TEXTO FORNECIDO:
• • • • • • •

O novo Marco Legal do Transporte Ferroviário foi sancionado no fim do ano passado e promete movimentar o setor no país. A Lei 14.273/21 busca facilitar investimentos privados na construção de ferrovias, no aproveitamento de trechos ociosos e na prestação do serviço de transporte ferroviário. O texto permitirá a construção de ferrovias por autorização, como ocorre na exploração de infraestrutura em setores como telecomunicações, energia elétrica e portuário. Também poderá ser autorizada a exploração de trechos não implantados, ociosos ou em processo de devolução ou desativação. E, além disso, poderá inspirar outros setores, como o rodoviário.

A diferença de tratamento é flagrante. Enquanto o transporte ferroviário recebe estímulo e conta agora com um marco regulatório que abre o mercado para novos operadores, o transporte rodoviário sofre com leis que inibem, quando não simplesmente inviabilizam, a entrada de novos investimentos.

Para o presidente da Associação Brasileira da Indústria Ferroviária (Abifer), Vicente Abate, a expectativa para o futuro é a melhor possível. Do outro lado, a Associação Brasileira dos Fretadores Colaborativos (Abrafrec) aponta que a inovação e a abertura de mercado são alvos constantes das empresas que dominam o setor há décadas, e a regulação não acompanhou a inovação trazida pela tecnologia.

Incentivos às ferrovias

“Estávamos precisando de incentivos para que pudéssemos crescer de forma geral. O marco das ferrovias pode nos levar a um novo patamar”, diz Vicente Abate, da Abifer.

• • • • • • •

LISTAGEM FORNECIDA:
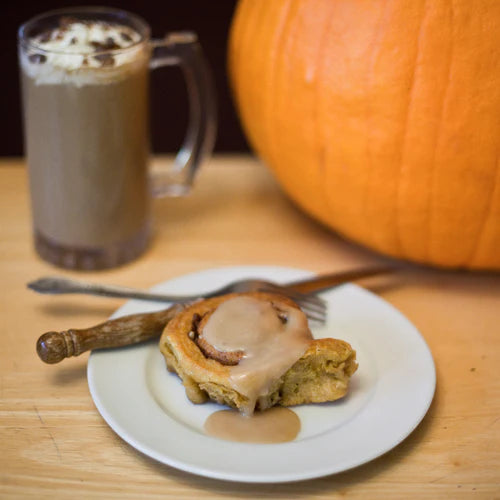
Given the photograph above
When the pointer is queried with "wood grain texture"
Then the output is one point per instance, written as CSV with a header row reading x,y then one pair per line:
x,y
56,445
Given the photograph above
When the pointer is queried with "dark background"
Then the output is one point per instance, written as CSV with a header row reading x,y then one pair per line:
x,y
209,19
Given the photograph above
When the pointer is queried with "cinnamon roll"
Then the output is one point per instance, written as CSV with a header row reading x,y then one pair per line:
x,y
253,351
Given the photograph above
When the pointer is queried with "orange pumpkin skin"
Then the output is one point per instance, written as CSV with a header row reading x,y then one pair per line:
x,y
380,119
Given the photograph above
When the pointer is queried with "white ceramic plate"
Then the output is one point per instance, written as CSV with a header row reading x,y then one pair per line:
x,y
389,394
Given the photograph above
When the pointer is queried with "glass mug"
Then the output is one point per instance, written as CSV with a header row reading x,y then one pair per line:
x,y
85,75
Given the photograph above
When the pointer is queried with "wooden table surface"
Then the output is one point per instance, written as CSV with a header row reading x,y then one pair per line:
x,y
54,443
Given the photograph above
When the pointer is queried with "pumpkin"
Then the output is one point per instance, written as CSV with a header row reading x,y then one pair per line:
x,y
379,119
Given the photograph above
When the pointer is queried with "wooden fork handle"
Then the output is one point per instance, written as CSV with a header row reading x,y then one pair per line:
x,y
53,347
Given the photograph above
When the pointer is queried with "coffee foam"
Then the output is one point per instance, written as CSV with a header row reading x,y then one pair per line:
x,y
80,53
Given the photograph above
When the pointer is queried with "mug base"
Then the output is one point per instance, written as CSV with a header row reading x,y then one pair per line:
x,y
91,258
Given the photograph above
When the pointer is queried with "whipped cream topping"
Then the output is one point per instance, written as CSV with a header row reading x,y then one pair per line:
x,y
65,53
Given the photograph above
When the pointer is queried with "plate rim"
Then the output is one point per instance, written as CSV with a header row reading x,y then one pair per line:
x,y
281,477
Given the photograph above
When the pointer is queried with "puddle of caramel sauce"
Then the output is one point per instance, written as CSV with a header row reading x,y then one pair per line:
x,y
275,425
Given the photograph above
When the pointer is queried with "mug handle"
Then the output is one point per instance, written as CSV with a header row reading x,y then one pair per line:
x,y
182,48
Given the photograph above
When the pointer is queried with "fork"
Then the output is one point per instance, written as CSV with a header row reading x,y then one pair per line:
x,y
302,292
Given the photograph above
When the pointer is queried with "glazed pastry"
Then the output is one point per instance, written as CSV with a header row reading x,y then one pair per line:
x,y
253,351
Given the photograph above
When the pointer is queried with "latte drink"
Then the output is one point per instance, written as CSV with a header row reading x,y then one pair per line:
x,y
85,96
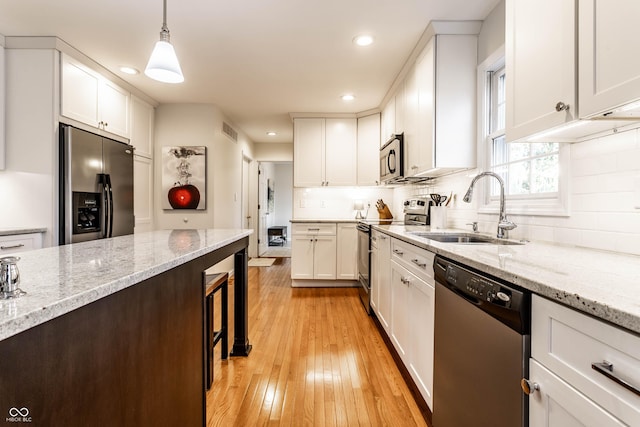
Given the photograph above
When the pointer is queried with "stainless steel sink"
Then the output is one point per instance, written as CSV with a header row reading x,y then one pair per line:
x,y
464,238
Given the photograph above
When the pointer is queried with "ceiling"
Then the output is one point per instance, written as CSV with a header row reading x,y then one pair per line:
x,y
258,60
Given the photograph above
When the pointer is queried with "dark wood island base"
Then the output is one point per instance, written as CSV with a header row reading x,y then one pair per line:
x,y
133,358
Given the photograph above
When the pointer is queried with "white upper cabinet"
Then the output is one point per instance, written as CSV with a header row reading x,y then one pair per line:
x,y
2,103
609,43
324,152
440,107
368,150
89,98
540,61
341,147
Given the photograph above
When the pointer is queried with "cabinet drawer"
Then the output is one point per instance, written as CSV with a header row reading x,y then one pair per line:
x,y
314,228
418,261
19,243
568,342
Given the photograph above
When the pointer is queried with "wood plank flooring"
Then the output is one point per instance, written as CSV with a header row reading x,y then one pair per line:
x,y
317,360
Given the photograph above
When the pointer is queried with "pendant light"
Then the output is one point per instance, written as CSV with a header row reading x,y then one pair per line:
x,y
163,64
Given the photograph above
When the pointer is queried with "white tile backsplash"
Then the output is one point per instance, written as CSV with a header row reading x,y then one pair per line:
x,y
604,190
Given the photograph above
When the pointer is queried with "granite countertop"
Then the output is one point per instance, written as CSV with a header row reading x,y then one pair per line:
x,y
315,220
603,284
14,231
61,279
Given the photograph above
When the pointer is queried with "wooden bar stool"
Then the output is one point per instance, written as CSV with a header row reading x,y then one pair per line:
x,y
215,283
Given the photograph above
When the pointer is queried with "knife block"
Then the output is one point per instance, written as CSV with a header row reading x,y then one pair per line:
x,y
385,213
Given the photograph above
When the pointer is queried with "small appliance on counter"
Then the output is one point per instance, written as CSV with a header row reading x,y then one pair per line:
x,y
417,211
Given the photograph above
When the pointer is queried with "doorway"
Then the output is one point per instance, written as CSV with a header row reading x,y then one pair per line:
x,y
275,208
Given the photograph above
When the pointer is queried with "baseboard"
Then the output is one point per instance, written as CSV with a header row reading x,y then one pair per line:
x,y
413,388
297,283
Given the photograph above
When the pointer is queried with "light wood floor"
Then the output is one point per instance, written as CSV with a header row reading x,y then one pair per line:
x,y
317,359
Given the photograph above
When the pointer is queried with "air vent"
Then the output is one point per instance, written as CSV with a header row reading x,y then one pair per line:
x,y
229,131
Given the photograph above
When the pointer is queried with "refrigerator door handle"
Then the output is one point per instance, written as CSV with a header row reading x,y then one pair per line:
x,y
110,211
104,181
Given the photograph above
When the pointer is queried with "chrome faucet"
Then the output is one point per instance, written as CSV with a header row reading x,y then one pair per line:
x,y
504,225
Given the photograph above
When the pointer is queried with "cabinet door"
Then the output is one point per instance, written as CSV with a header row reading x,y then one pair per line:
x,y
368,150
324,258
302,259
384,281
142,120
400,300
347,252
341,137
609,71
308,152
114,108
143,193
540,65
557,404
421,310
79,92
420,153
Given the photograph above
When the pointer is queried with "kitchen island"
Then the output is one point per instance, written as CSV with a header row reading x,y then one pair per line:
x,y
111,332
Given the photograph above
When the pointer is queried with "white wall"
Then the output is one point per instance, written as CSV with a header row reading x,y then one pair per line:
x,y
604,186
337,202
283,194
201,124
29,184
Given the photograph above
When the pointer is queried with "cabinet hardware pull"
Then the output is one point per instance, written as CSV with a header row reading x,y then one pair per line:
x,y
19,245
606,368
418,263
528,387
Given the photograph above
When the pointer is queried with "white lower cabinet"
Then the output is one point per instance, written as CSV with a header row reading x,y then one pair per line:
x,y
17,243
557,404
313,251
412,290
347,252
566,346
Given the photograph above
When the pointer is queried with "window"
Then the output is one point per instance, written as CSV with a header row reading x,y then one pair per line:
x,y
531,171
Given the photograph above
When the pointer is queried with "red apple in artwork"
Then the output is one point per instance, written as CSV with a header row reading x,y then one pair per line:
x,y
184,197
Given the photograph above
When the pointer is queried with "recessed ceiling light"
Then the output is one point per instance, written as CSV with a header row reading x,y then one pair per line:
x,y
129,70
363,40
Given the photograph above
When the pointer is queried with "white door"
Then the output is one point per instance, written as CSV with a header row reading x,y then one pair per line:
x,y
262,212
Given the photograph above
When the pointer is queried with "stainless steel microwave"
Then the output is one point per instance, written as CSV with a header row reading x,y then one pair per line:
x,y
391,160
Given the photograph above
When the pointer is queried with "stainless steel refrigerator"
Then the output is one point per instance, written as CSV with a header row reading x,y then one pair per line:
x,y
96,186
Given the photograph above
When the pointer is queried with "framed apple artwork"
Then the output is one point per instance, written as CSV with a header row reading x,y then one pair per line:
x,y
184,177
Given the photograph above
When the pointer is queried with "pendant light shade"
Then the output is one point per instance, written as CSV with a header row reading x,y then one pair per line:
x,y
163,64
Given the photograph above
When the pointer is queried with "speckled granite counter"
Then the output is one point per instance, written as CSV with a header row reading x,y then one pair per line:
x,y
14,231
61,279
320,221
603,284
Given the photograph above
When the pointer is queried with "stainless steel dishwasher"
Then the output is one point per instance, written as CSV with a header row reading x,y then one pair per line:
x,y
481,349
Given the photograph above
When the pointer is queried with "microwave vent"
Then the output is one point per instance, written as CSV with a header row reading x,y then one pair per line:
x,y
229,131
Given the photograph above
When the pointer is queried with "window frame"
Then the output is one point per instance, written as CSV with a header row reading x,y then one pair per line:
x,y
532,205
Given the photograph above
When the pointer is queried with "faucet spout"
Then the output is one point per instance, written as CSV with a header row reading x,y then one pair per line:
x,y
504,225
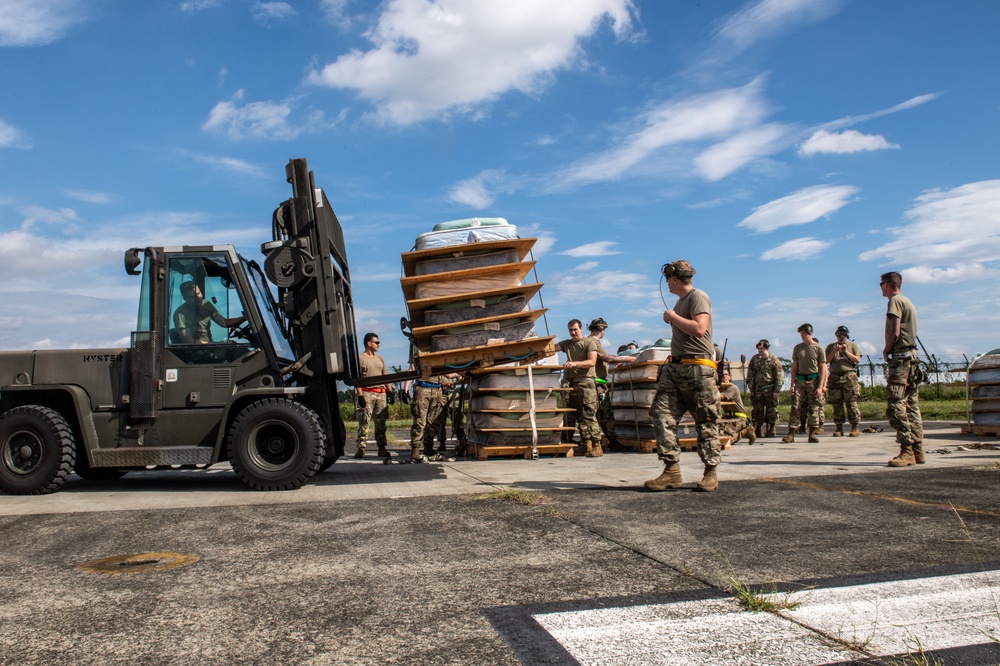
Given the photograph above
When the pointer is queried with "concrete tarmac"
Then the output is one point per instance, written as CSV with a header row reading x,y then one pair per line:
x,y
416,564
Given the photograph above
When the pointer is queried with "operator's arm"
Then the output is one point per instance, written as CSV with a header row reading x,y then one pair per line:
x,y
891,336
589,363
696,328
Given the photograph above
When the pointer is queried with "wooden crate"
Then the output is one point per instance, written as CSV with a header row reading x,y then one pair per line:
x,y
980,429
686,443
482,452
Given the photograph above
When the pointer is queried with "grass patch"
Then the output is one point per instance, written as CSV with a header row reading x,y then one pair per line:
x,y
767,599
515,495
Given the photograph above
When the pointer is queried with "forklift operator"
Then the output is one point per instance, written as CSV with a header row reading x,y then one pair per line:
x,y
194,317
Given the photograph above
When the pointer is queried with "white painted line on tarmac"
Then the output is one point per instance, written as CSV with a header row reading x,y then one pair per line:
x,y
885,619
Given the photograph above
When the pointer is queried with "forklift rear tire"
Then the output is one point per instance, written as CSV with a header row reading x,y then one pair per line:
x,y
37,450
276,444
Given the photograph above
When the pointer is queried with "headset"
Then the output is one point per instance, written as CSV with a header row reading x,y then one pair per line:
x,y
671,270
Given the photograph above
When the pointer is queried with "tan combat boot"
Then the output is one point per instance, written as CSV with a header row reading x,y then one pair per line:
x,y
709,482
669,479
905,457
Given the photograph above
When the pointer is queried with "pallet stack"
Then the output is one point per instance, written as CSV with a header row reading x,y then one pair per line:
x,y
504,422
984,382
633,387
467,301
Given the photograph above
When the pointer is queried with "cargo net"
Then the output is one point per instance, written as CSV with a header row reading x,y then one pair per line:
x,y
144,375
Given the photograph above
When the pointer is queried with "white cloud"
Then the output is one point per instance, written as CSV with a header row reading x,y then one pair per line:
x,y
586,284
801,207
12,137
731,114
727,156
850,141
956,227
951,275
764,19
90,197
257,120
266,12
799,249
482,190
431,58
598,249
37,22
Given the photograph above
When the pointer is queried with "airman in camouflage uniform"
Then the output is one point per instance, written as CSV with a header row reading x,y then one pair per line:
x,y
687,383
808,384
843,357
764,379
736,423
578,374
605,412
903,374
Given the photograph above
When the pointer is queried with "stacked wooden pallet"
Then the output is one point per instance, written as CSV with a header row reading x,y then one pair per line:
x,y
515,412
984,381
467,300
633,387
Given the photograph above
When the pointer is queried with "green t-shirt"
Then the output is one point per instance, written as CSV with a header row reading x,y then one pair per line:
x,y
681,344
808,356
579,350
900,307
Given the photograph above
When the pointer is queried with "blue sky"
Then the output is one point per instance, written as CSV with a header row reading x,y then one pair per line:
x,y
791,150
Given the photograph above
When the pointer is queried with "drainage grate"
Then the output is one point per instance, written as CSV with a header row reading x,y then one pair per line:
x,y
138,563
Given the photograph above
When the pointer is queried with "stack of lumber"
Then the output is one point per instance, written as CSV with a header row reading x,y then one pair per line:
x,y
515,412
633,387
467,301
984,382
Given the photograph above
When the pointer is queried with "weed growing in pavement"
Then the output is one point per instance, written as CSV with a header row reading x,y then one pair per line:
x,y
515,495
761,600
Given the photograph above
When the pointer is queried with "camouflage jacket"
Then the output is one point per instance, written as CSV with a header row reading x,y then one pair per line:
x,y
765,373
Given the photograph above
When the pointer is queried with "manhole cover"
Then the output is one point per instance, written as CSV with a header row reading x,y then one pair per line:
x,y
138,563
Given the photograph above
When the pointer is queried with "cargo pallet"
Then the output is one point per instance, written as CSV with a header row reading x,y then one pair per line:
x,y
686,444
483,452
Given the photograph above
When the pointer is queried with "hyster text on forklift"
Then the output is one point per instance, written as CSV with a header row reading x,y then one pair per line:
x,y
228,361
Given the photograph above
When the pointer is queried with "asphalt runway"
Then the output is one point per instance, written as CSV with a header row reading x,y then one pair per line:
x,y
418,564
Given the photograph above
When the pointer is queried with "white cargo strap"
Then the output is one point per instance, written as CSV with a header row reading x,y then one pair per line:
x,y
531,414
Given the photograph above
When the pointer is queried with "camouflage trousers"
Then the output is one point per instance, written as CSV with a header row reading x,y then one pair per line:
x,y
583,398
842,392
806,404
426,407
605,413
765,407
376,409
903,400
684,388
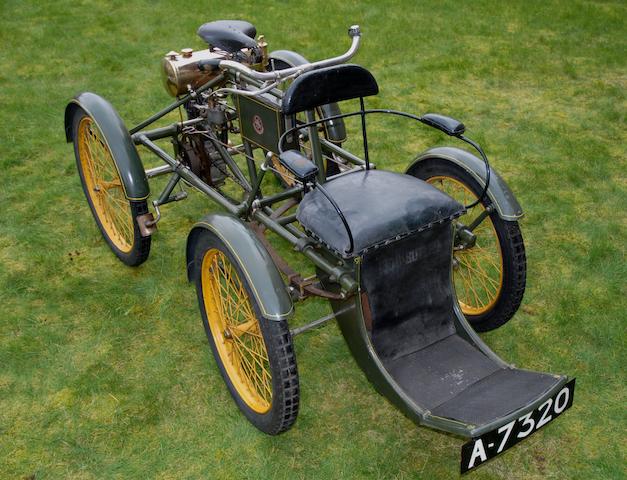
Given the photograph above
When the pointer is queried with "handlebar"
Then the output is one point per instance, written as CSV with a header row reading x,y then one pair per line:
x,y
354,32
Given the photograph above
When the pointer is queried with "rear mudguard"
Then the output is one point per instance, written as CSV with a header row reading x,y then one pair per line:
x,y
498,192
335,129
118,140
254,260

• • • • • • •

PEDIDO ESCRITO 1: Separe e copie cada linha da listagem que contém a palavra "tarmac".
PEDIDO ESCRITO 2: Retome o texto sobre o novo marco legal das ferrovias a partir do ponto em que ele termina.

RESPOSTA ESPERADA 1:
When the pointer is queried with "concrete tarmac"
When the pointer is queried with "white painted line on tarmac"

RESPOSTA ESPERADA 2:
“Há muitas oportunidades de investimento no Brasil nos modais de transporte público, mas, para tanto, é fundamental que haja a implementação de mecanismos legais e operacionais, que demonstrem a atratividade desses ativos aos investidores”, avalia Alberto Sogayar, sócio da MAMG Advogados, que atua em projetos envolvendo engenharia e construção.

Uma concepção errada que se tem é que há no Brasil muitas rodovias e em bom estado de conservação. Não é o caso.

Para se ter ideia do potencial rodoviário, um levantamento da Confederação Nacional do Transporte (CNT) avaliou 109.103 quilômetros de estradas pavimentadas federais e estaduais e constatou que o estado geral de 61,8% da malha rodoviária brasileira é classificado como regular, ruim ou péssimo.

“Se tem a falsa ideia de que o Brasil tem muitas rodovias. O que de fato houve é um desinteresse histórico de investimento nos setores ferroviário e aquaviário, mas isso não quer dizer que haja muitas rodovias no Brasil”, diz Sogayar.

Segundo o estudo da CNT, os pavimentos deficientes implicam mais gastos com despesas de manutenção do veículo. Sete em cada dez das rodovias sob administração pública mostraram irregularidades, o que acarreta um acréscimo estimado de 35,2% nos custos operacionais.

A CNT mapeou também o volume de investimentos no setor. Em 2016, foram investidos R$ 10,8 bilhões na infraestrutura das rodovias públicas federais. Em 2019 esse montante caiu para R$ 7,56 bilhões e, em 2021, para R$ 5,8 bilhões.

Mas Sogayar lembra que mudar essa realidade por meio de investimento privado exige segurança jurídica e Judiciário eficiente e célere que garantam a participação desses novos atores no mercado brasileiro.

O advogado não tem dúvida de que ainda há espaço para a implantação de inúmeras melhorias no setor rodoviário, mas lembra que é fundamental que haja políticas públicas que fomentem linhas de crédito que sejam atrativas e que se encaixem nos estudos de viabilidade daquele negócio.

O que mudou com a aprovação do Marco das Ferrovias

Desde a aprovação da matéria, seis grupos empresariais já receberam autorização do governo federal para tirar do papel projetos de construção e operação de nove ferrovias no país. Juntas, as estradas de ferro autorizadas têm potencial de agregar mais de 3,5 mil quilômetros de novos trilhos à rede ferroviária existente no país e mobilizar R$ 50,36 bilhões em investimentos no modal. Para se ter uma ideia do impacto, o orçamento público do Ministério da Infraestrutura no ano passado foi de apenas R$ 7 bilhões.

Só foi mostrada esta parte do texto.